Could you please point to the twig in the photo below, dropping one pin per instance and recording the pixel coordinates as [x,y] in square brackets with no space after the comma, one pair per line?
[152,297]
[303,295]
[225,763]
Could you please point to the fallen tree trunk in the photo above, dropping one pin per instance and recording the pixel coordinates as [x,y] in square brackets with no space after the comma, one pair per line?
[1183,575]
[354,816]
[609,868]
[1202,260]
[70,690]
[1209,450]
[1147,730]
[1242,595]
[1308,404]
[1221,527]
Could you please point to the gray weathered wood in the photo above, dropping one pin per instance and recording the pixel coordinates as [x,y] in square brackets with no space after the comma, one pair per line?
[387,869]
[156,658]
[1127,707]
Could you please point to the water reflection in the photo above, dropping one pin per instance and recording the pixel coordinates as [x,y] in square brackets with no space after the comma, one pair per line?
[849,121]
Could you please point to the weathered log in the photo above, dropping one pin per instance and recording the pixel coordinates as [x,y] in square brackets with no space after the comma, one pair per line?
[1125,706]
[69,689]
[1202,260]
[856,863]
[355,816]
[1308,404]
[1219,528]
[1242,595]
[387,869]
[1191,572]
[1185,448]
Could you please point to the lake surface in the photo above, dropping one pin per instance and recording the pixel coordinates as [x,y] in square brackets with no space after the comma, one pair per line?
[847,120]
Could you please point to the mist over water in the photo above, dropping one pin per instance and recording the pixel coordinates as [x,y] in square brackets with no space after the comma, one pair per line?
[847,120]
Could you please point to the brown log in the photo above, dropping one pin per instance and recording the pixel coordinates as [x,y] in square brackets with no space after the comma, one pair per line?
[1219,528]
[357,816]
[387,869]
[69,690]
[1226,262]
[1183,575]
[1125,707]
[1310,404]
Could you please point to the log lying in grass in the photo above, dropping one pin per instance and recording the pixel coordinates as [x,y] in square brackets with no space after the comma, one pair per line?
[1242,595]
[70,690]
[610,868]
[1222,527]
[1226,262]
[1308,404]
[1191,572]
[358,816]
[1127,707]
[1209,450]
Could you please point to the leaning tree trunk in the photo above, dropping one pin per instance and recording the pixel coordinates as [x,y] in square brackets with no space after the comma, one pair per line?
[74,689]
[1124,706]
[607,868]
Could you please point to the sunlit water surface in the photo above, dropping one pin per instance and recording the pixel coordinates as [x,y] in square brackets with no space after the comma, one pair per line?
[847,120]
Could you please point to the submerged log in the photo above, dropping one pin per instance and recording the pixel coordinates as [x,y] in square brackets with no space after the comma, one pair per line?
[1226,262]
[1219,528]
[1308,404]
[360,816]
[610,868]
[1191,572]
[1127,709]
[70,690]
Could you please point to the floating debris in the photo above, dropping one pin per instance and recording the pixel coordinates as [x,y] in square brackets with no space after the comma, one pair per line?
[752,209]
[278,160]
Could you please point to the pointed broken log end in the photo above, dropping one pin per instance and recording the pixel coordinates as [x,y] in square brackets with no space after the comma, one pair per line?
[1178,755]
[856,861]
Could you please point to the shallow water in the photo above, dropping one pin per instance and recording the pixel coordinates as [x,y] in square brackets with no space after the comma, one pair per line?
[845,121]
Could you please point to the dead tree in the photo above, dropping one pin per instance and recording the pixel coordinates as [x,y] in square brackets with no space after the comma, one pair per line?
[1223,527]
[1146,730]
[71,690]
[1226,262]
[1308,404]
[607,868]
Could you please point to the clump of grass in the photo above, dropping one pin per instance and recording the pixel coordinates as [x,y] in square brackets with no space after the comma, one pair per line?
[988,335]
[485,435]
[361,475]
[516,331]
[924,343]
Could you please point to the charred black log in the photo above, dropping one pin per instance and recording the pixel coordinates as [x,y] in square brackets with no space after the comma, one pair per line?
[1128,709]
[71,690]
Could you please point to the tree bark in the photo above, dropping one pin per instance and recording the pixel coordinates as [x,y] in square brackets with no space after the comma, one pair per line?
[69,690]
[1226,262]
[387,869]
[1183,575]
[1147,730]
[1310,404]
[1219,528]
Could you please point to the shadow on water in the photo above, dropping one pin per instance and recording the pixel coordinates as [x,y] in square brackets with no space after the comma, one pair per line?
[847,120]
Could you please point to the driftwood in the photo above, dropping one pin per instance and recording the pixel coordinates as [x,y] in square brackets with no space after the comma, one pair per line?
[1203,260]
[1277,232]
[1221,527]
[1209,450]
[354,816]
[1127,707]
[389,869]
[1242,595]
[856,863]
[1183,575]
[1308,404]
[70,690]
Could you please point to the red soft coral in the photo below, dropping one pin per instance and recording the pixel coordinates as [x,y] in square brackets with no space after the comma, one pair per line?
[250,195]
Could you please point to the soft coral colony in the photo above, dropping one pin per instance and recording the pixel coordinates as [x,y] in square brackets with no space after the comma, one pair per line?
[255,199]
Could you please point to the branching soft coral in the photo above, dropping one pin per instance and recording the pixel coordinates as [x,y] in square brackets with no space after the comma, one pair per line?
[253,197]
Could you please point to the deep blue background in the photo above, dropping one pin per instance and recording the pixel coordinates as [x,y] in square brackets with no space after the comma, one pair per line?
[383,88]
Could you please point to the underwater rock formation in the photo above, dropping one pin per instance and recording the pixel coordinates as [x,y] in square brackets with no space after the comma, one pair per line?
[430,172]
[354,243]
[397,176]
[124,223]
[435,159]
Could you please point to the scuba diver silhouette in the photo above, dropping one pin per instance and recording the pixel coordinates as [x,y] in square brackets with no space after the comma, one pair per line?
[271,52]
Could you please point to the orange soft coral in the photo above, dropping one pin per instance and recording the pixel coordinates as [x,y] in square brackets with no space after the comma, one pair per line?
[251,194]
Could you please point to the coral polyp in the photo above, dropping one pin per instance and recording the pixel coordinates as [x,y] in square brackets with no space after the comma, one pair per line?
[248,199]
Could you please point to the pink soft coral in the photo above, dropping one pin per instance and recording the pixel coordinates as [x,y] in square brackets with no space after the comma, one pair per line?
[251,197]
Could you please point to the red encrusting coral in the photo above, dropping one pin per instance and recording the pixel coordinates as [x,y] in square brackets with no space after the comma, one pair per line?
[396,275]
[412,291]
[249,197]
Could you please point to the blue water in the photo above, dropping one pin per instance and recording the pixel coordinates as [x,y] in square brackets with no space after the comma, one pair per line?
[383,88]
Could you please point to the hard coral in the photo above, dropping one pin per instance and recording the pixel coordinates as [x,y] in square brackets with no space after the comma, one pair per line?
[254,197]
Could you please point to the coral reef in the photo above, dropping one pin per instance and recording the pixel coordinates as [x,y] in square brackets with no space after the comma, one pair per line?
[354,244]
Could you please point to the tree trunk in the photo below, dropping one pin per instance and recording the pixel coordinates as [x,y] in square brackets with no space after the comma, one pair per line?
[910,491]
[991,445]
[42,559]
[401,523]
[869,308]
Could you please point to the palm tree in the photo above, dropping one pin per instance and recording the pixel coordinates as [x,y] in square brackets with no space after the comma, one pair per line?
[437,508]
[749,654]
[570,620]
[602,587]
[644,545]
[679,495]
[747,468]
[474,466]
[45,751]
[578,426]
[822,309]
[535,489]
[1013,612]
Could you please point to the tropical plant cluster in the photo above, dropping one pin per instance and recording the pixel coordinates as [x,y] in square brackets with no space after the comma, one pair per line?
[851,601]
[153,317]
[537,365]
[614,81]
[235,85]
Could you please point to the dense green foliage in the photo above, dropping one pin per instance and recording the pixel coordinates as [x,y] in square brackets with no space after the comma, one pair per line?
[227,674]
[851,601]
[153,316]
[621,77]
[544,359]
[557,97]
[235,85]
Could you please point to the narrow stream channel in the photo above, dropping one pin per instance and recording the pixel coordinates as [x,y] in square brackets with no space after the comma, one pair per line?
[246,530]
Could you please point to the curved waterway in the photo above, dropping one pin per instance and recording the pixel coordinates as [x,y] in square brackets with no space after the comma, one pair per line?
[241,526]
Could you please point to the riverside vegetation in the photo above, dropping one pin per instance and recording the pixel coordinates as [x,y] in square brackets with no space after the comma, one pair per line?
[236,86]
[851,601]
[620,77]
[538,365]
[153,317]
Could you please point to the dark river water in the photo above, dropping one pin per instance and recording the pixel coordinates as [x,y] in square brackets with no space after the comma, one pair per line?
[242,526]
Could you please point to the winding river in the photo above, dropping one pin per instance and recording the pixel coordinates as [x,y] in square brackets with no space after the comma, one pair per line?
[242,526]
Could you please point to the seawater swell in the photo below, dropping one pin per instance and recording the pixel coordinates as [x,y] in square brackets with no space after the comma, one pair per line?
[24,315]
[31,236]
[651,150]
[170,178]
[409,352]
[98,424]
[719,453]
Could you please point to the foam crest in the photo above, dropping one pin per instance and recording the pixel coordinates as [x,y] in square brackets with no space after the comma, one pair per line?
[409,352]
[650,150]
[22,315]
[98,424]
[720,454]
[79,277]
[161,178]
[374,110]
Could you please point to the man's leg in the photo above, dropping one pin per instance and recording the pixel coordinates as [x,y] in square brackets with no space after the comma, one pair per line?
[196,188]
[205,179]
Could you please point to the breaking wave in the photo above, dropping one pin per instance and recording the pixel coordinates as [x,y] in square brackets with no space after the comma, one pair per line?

◆ **EXERCISE INSTRUCTIONS**: What you return must be the lines from the line holding "Could you please point to the foam" through the final line of the material, word for word, and nothing more.

◆ **TASK OUTPUT**:
Could you please point to the foam crest in the photo above, dropping one pin per instance and recording the pixel coordinates as [x,y] in square brackets with no space after the comma, one pair per line?
[409,352]
[650,150]
[22,315]
[98,424]
[720,454]
[79,277]
[161,178]
[374,110]
Could you please point to the man's leg in the photo above, dropping one pin per instance and recording the pixel coordinates as [x,y] in square brackets with no space after the comma, one pair per line?
[196,188]
[205,179]
Could you please point to the breaking wave in the photo above, dropping one pin per instance and recording the pixel coordinates as [x,y] in square brackets with no space after the comma, one pair per line?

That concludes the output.